_Exercício proposto 1:_ No texto sobre o filme Hereditário, reescreva o trecho que vai de "Escrito e dirigido" até "geram arrependimentos imediatos.", trocando "iluminação parca" por "pouca luz".
_Exercício proposto 2:_ Liste todos os nomes próprios de pessoas, famílias, filmes e serviços citados no texto sobre o filme Hereditário.
_Exercício proposto 3:_ Escreva a continuação do texto sobre o filme Hereditário a partir do ponto em que ele termina.
***** Texto da página
Hereditário – O Terror do Luto

Lançado em junho deste ano nos cinemas, já chegou a Amazon Prime o filme de terror Hereditário. Considerado por muitos críticos o melhor filme do gênero em 2018 (que ainda nem acabou), Hereditário narra a história da família Graham lidando com o luto logo após o falecimento da matriarca. Ao não conseguir se comunicar muito bem entre si, o casal e seus dois filhos reagem de formas diversas a perda. Até que outro evento trágico desencadeia uma série de acontecimentos mais sombrios e estranhos

Escrito e dirigido por Ari Aster, um desconhecido até então, o filme tem duas horas que diferem muito entre si, apesar da atmosfera escura, com iluminação parca, que predomina do início ao fim. A primeira hora é estritamente sobre luto e perda, um terror emocional e drama de relações humanas. O terror fica por conta da tensão entre os membros restantes da família que não conseguem dialogar ou expressar seus sentimentos. Até que as coisas explodem em discursos intempestivos e que geram arrependimentos imediatos.
**********
***** Amostra de dados
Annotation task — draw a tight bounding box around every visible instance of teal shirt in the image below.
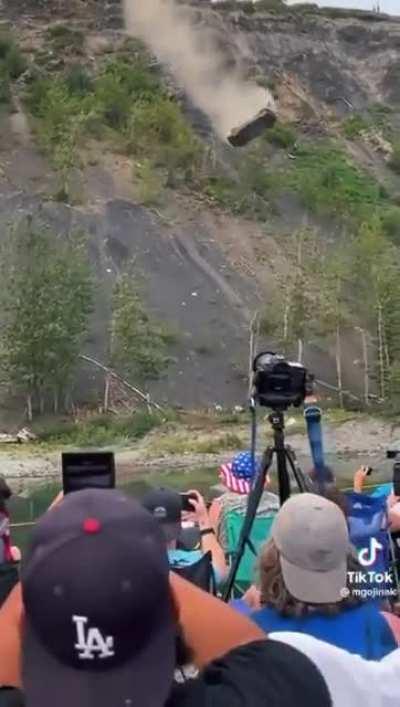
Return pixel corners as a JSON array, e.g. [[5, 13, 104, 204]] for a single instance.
[[168, 550, 222, 586]]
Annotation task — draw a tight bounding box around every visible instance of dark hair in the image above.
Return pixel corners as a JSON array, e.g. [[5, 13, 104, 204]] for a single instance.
[[258, 540, 361, 617], [0, 476, 12, 511], [309, 466, 349, 518]]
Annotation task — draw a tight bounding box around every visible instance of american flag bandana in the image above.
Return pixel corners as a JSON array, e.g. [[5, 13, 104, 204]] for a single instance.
[[219, 452, 256, 496]]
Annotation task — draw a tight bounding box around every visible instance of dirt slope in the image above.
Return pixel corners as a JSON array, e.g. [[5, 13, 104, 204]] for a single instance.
[[0, 0, 400, 406]]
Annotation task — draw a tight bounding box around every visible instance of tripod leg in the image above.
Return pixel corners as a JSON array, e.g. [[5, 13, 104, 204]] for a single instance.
[[285, 447, 312, 493], [274, 426, 290, 506], [223, 447, 274, 601]]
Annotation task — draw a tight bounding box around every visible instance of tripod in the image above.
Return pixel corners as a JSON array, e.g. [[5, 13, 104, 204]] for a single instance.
[[223, 410, 311, 601]]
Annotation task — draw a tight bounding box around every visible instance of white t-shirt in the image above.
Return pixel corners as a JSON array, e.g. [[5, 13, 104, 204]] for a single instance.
[[268, 631, 400, 707]]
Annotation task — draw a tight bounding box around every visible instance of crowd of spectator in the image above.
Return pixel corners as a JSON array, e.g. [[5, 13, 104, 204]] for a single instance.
[[0, 442, 400, 707]]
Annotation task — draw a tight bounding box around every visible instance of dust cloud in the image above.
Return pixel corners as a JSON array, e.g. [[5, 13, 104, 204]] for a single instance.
[[124, 0, 273, 139]]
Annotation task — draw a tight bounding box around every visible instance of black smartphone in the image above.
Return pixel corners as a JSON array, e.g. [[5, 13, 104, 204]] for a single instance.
[[393, 462, 400, 496], [62, 452, 115, 494], [180, 493, 197, 513]]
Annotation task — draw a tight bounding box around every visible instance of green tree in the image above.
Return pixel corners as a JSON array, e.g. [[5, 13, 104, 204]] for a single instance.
[[110, 270, 173, 381], [0, 220, 92, 419], [351, 217, 400, 400], [262, 228, 319, 361]]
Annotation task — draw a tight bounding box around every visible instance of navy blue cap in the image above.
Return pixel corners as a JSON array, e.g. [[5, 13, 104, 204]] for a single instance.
[[22, 489, 176, 707]]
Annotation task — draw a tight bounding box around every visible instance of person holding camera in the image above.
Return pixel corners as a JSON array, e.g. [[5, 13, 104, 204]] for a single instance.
[[142, 488, 228, 588], [353, 466, 400, 535], [209, 452, 279, 550], [0, 476, 21, 606]]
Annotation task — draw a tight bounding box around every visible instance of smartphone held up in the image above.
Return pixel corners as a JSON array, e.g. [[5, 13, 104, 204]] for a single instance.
[[62, 452, 115, 494]]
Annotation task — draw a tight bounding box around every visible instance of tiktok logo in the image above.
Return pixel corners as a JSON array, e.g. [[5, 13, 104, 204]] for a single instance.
[[358, 538, 383, 567]]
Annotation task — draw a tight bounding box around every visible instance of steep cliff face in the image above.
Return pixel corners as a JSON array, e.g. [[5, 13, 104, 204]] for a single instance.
[[0, 0, 400, 406]]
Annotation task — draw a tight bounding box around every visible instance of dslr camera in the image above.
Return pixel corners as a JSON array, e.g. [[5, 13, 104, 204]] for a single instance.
[[253, 351, 314, 411]]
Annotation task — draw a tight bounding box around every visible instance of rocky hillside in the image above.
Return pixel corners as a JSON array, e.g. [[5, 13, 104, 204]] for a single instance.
[[0, 0, 400, 414]]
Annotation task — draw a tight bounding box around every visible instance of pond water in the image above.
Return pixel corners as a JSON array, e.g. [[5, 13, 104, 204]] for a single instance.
[[10, 455, 392, 550]]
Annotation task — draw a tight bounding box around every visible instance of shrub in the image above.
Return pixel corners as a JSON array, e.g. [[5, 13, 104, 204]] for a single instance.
[[388, 142, 400, 174], [0, 63, 11, 106], [0, 34, 14, 61], [381, 206, 400, 245], [128, 98, 201, 178], [47, 24, 85, 54], [285, 142, 387, 220], [95, 59, 162, 130], [65, 64, 93, 96], [265, 123, 296, 149], [27, 77, 92, 168], [342, 113, 369, 140]]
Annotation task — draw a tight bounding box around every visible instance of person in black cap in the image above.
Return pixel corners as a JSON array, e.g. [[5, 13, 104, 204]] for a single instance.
[[21, 489, 176, 707], [142, 488, 227, 584]]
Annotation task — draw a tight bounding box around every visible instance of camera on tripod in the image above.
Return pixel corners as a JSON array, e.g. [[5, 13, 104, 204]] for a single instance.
[[253, 351, 314, 411]]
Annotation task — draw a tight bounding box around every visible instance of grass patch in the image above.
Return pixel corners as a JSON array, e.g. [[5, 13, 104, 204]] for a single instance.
[[46, 24, 85, 55], [34, 412, 171, 447], [287, 143, 388, 221], [155, 430, 244, 455]]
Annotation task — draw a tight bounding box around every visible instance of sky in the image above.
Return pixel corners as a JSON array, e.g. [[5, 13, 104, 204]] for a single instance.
[[289, 0, 400, 15]]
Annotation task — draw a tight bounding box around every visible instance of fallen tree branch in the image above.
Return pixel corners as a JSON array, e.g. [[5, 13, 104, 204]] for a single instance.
[[79, 354, 163, 412]]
**********
_Resposta do exercício 1:_
Escrito e dirigido por Ari Aster, um desconhecido até então, o filme tem duas horas que diferem muito entre si, apesar da atmosfera escura, com pouca luz, que predomina do início ao fim. A primeira hora é estritamente sobre luto e perda, um terror emocional e drama de relações humanas. O terror fica por conta da tensão entre os membros restantes da família que não conseguem dialogar ou expressar seus sentimentos. Até que as coisas explodem em discursos intempestivos e que geram arrependimentos imediatos.

_Resposta do exercício 2:_
- Hereditário
- Amazon Prime
- Graham
- Ari Aster

_Resposta do exercício 3:_
A segunda hora flerta com o sobrenatural, que pode ser negado quase que até o último minuto da película, quando não sobram dúvidas de que não se trata de um sentimento humano a assombrar os Graham. Ainda assim, mesmo com as aparições, os cadáveres e a magia que toma conta da casa, o que fica de mais potente é o que o filme explora sem metáforas em sua primeira hora. O terror palpável da perda e do luto, a experiência em que todos podemos nos reconhecer. Ou se não podemos reconhece-la, por certo a tememos. O ponto alto de Hereditário se encontra no que de mais humano existe na estória. É claro que o diretor explora muito bem luz e sombra (a última meia hora do filme é uma penumbra quase impossível de decifrar), utilizando os cantos da tela e passagens rápidas de seres sobrenaturais para gerar sobressaltos no público, que não confia plenamente em seus olhos, assim como os pobres personagens atormentados na tela.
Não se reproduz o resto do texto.